*Aim*: Rewrite only the entries that begin at the line containing "Definition first: for each instance of the small" and end with the line containing "[[549, 177], [314, 171], [444, 111]]", putting "Label" wherever "Query" appears and leaving everything else unchanged.

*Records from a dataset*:
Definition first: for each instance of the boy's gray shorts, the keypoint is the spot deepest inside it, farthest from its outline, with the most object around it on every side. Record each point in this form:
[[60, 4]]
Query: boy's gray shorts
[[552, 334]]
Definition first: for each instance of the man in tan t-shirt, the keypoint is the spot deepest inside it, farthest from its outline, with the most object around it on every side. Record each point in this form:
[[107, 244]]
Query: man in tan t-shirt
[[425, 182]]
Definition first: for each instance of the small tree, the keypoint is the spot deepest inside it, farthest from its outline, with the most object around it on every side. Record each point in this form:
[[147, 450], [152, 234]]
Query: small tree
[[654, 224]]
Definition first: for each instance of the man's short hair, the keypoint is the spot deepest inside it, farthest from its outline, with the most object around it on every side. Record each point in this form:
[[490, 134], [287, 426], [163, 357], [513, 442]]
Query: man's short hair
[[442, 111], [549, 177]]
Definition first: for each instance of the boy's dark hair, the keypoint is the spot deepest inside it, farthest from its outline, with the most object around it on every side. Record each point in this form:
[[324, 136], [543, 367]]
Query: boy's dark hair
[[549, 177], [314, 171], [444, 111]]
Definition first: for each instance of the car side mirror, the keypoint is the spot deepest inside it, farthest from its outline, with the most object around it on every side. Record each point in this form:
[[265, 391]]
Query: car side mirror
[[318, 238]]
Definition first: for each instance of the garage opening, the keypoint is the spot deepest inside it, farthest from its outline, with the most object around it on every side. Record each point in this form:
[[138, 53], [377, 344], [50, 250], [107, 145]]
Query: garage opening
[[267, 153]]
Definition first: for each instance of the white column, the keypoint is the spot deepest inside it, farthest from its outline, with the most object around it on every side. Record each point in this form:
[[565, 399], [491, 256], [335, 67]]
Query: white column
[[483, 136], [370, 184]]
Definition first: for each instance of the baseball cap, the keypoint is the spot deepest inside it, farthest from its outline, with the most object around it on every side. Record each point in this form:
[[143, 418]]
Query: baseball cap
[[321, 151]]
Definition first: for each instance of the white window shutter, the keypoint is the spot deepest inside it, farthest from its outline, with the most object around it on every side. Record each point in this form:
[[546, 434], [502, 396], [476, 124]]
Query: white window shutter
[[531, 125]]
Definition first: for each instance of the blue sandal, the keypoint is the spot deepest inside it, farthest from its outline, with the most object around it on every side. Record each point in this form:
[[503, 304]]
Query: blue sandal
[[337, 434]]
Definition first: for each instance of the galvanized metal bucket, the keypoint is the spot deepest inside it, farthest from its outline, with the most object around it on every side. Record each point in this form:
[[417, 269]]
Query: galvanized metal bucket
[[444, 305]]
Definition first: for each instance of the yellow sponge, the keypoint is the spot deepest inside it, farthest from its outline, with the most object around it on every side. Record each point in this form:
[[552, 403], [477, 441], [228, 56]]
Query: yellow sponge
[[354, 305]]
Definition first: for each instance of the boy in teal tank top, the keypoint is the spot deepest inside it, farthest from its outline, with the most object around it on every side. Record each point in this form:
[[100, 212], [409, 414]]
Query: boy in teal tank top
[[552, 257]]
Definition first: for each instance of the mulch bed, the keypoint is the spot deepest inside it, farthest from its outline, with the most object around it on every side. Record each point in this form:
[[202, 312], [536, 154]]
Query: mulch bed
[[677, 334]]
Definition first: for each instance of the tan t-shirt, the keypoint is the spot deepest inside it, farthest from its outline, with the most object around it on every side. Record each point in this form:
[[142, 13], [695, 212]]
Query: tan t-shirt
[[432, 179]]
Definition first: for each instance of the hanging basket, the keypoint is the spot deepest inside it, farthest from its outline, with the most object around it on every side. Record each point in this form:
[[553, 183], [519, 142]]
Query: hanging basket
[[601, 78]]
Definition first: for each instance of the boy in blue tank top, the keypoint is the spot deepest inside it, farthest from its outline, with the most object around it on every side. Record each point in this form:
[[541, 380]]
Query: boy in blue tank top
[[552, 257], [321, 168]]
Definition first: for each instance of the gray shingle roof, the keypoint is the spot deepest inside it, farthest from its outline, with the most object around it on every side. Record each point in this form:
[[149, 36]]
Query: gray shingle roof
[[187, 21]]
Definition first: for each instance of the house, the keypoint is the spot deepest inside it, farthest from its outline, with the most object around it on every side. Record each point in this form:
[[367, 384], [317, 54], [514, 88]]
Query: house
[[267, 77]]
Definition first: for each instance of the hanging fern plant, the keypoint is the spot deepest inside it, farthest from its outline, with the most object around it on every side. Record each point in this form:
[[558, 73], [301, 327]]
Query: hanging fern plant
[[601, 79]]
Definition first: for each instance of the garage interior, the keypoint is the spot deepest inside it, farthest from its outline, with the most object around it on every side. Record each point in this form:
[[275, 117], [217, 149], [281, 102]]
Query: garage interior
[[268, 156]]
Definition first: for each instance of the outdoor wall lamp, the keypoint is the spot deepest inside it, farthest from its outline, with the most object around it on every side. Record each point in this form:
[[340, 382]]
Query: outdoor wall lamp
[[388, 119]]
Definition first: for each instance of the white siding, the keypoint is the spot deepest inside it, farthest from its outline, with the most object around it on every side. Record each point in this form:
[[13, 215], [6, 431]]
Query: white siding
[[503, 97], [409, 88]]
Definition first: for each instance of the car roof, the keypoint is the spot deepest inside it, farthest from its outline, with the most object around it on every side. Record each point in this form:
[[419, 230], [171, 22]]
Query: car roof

*Answer in full*:
Definition first: for each instance of the small tree, the keypoint is the spot deepest inside it, farthest from its outline, with the most object around it on every side. Record each point in this form:
[[147, 450], [152, 234]]
Label: small tree
[[654, 224]]
Definition first: for each instance of the man's short hair, the keypoint is the spot deepest inside it, farthest from its outline, with the most object around it on every side. Record each point in this form:
[[490, 134], [287, 426], [163, 357], [513, 442]]
Label: man's short hair
[[442, 111], [549, 177]]
Definition first: for each instance of the boy's dark hair, the keypoint is the spot deepest inside it, farthest from its outline, with the most object around it on every side. Record each point in this form:
[[324, 136], [543, 367]]
Label: boy's dark hair
[[549, 177], [314, 171], [444, 111]]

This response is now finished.